Write the records out once more. Leave each line exactly as given.

Dataset entries
——
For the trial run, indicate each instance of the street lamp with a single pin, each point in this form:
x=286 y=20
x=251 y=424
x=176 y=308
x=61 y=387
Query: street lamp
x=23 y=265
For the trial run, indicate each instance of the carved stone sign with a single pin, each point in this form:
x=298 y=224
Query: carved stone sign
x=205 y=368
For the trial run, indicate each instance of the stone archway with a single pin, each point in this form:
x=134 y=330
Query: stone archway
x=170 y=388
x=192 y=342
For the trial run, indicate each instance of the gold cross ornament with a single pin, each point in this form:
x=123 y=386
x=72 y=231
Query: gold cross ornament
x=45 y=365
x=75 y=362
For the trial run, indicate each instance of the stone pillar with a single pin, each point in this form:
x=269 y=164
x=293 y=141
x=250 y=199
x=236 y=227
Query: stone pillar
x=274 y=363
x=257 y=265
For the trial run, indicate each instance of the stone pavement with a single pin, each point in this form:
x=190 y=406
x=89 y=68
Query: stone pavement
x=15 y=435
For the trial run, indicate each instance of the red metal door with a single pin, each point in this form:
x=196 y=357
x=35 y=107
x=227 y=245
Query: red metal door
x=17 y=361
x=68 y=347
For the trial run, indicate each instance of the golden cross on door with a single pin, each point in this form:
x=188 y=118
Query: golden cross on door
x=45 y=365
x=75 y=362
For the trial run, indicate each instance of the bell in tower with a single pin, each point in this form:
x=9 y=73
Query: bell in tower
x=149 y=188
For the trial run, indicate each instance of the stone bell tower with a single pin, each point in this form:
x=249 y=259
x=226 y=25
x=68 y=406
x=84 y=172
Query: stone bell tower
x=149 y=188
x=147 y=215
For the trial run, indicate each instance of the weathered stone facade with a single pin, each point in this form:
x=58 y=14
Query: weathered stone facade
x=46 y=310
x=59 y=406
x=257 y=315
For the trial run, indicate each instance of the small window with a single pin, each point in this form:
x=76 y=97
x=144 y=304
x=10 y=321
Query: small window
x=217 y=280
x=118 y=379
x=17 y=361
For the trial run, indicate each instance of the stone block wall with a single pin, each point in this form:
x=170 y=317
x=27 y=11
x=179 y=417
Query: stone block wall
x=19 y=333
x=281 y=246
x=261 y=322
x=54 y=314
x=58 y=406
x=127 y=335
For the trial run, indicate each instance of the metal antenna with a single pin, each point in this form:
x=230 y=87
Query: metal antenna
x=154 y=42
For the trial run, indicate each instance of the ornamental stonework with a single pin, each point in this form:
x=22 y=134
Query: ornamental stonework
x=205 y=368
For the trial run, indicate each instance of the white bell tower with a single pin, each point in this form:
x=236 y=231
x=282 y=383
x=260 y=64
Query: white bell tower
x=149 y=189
——
ANSWER SECTION
For the trial run, indicate each instance of the street lamp with a single pin, each point in this form:
x=286 y=20
x=251 y=424
x=176 y=308
x=61 y=387
Query: street lamp
x=23 y=265
For the trial run, indicate each instance of the carved stone sign with a single pin, each point in this form:
x=298 y=224
Query: carved stone sign
x=205 y=368
For the trial run, indicate each instance of the stone archway with a single pin, each point in this form:
x=134 y=330
Query: stone archway
x=170 y=388
x=192 y=342
For the trial run, indicate each instance of the gold cross ornament with a single pin, each point in this form:
x=123 y=386
x=72 y=231
Query: gold cross ornament
x=45 y=365
x=75 y=362
For the trial run, indicate each instance of the stone pillar with a single pin, each point in this form:
x=269 y=164
x=293 y=141
x=250 y=199
x=236 y=227
Query: stone pillar
x=274 y=363
x=257 y=265
For the trial run, indicate each instance of the stone pavement with a single pin, each point in this form:
x=190 y=406
x=89 y=68
Query: stone pavement
x=15 y=435
For the trial run, indicate each instance of the red metal door with a single pin, each point in this form:
x=196 y=357
x=35 y=107
x=227 y=245
Query: red metal door
x=17 y=361
x=68 y=347
For the trial run, indicate each instance of the golden cross on door with a single pin, each point in this form:
x=188 y=118
Query: golden cross on door
x=45 y=365
x=75 y=362
For the trial run, indicate each instance of the bell in tower with a single pin, each point in this form:
x=9 y=73
Query: bell in tower
x=149 y=188
For the trial run, indicate each instance of the stone bell tower with a single pin, each point in this form:
x=249 y=259
x=226 y=25
x=68 y=406
x=84 y=172
Query: stone bell tower
x=149 y=188
x=147 y=215
For the trial run, indicate each instance of the weathered stone facade with a single pin, each point in this form:
x=58 y=14
Query: weathered stone facade
x=46 y=310
x=59 y=406
x=257 y=315
For the trial run, indicate each instance of the small window with a single pin, each point in this form:
x=76 y=97
x=144 y=304
x=10 y=321
Query: small window
x=217 y=280
x=118 y=379
x=17 y=361
For the trial run, indicate each instance of the stone block wall with a single pin, each point in this form:
x=170 y=317
x=27 y=11
x=179 y=417
Query: stone block wall
x=19 y=333
x=281 y=246
x=261 y=322
x=54 y=314
x=58 y=406
x=127 y=335
For the trial run, indicate each instance of the metal antenna with a single pin, each point in this form:
x=230 y=87
Query: metal antenna
x=154 y=42
For the trial run, indicate each instance of the ornamental stonework with a single pin, each point in this form:
x=22 y=134
Query: ornamental stonework
x=205 y=368
For the trial run, indicate each instance of the white bell tower with a single pin, each point in this form:
x=236 y=231
x=282 y=383
x=260 y=64
Query: white bell tower
x=149 y=189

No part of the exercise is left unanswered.